MATERIAL FOR THIS TASK -
=====

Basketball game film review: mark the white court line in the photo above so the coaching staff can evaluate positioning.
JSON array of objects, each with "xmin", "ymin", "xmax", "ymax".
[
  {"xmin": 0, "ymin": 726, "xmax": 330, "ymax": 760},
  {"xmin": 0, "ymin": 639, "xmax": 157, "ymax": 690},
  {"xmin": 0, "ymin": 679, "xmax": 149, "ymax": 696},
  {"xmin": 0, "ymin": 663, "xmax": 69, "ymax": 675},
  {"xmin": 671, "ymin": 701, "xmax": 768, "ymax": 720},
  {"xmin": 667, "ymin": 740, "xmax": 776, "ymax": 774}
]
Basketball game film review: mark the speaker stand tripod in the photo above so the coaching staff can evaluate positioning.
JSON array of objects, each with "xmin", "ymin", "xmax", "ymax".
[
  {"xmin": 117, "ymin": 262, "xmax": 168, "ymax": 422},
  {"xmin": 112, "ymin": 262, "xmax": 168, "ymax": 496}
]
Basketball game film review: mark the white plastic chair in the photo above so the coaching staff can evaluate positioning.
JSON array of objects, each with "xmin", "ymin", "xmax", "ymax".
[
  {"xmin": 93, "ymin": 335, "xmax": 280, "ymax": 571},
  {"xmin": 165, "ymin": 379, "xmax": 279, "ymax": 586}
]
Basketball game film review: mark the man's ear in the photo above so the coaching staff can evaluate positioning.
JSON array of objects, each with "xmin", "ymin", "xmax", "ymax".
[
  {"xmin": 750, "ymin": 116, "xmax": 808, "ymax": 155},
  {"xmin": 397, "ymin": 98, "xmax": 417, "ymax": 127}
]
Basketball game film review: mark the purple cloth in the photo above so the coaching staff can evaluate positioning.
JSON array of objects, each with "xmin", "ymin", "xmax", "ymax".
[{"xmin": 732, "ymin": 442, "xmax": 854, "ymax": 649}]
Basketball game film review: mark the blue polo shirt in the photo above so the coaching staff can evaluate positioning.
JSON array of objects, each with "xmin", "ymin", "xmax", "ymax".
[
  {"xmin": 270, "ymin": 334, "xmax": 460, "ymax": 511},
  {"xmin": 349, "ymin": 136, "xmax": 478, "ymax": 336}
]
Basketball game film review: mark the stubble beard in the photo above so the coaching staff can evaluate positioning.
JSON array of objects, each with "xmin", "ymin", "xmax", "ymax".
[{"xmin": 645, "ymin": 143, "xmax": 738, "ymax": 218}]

=====

WORK TO BE COMPLETED - Each line of the records must be reproduced exactly.

TASK ANSWER -
Basketball game film review: mark the white court line in the photo above so the coaching staff can evaluate positioning.
JSON array of objects, each with "xmin", "ymin", "xmax", "ymax".
[
  {"xmin": 0, "ymin": 726, "xmax": 330, "ymax": 760},
  {"xmin": 0, "ymin": 639, "xmax": 157, "ymax": 690},
  {"xmin": 0, "ymin": 679, "xmax": 149, "ymax": 696},
  {"xmin": 0, "ymin": 663, "xmax": 69, "ymax": 675},
  {"xmin": 671, "ymin": 701, "xmax": 768, "ymax": 720},
  {"xmin": 667, "ymin": 740, "xmax": 776, "ymax": 774}
]
Basketball game film review: mark the speaker stand tripod in the photo above so the coaching staff can evaluate positioning.
JSON array of objects, each with "xmin", "ymin", "xmax", "ymax".
[
  {"xmin": 117, "ymin": 262, "xmax": 168, "ymax": 422},
  {"xmin": 112, "ymin": 262, "xmax": 168, "ymax": 496}
]
Basketball game film review: mark the white plastic chair in the photo above so the coaching staff can evaluate positioning.
JSON array of objects, each with "xmin", "ymin", "xmax", "ymax".
[
  {"xmin": 93, "ymin": 335, "xmax": 280, "ymax": 571},
  {"xmin": 165, "ymin": 379, "xmax": 279, "ymax": 586}
]
Basketball game film review: mark the man's ear in the photo above so the coaching staff can evaluate positioning.
JSON array of objects, each with "xmin", "ymin", "xmax", "ymax".
[
  {"xmin": 750, "ymin": 116, "xmax": 808, "ymax": 155},
  {"xmin": 397, "ymin": 98, "xmax": 417, "ymax": 127}
]
Basketball game film review: mark the purple cloth in the photo above so the coaching staff can evaluate positioning.
JSON array of objects, each with "xmin", "ymin", "xmax", "ymax".
[{"xmin": 732, "ymin": 442, "xmax": 854, "ymax": 649}]
Basketball game film review: mark the blue polo shirt in the photo above so the coaching staff can evaluate positioning.
JSON array of objects, each with "xmin", "ymin", "xmax", "ymax".
[
  {"xmin": 270, "ymin": 334, "xmax": 460, "ymax": 511},
  {"xmin": 349, "ymin": 136, "xmax": 478, "ymax": 336}
]
Basketball game film review: mark the stubble beard in the photo above so the coaching staff can evaluate positioning.
JSON array of objects, each with "xmin", "ymin", "xmax", "ymax".
[{"xmin": 645, "ymin": 143, "xmax": 738, "ymax": 218}]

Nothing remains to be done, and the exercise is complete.